Article:
Catherine Deneuve, Thomas Dumerchez, Elodie Bouchez, Guy Marchand
Comment rendre acceptable l’inacceptable ? Accompagner la transformation de l’inadmissible (la mort d’un enfant) en possible admissible tel est l’enjeu grave et douloureux de ce film dans lequel on a rarement vu une Catherine Deneuve aussi perdue et troublante.
A la mort de son fils et pour éviter l’effondrement et l’engloutissement dans un chagrin sans retour, Camille trouve une solution. Sa solution. Aux risques de choquer la bienséance et les convenances qui règnent dans la ville de Lyon. Elément de densité du récit que le réalisateur explore dans ses dimensions à la fois culturelle, sociale et naturelle, rendant un discret hommage au Rhône dont la présence fluide souligne, mieux que bien des discours, le mouvement de la vie qui avale les événements, même les plus tragiques.
« Après lui » est un film fébrile, agité comme les mouvements du cœur d’une mère désemparée qui trouvera refuge dans la re-création factice d’un lien affectif, proche du transgressif parfois, avec Franck, le meilleur ami de son fils.
Relation tantôt trouble, tantôt protectrice mais toujours viscérale. Comme si, à travers elle, Camille renouait avec un lien ombilical capable de maintenir en vie son enfant en en prolongeant la mémoire par une vampirisation de Frank, à son insu ou malgré lui. Mater dolorosa bien sûr mais mère goule aussi, Deneuve étonne dans cette approche duelle du chagrin.

Extrait de données:
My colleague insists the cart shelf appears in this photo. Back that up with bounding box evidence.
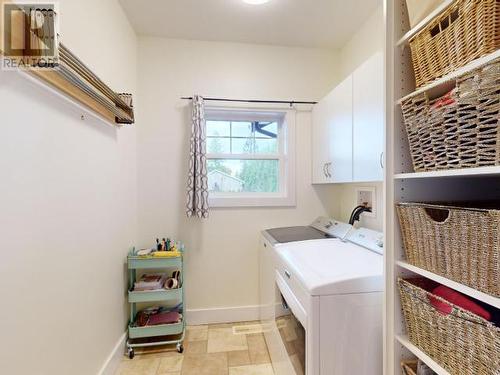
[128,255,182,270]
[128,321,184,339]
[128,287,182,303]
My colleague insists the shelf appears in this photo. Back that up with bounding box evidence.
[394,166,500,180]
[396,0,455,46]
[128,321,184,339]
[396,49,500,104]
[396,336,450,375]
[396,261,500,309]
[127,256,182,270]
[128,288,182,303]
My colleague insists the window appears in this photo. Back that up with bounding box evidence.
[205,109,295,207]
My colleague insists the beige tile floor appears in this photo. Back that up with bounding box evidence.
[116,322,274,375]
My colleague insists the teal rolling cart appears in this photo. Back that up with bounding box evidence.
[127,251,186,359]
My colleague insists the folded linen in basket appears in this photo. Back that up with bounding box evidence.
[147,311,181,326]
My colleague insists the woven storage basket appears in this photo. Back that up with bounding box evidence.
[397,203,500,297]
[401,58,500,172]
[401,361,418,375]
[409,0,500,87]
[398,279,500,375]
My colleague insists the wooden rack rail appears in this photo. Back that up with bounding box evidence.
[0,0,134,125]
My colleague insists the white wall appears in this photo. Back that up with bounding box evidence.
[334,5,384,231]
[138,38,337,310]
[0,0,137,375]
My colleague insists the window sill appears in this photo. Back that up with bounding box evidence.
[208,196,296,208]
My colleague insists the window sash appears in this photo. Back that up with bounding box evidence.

Travail demandé:
D'après l'article, quel fleuve le réalisateur met-il discrètement à l'honneur ?

Résultat:
Le Rhône.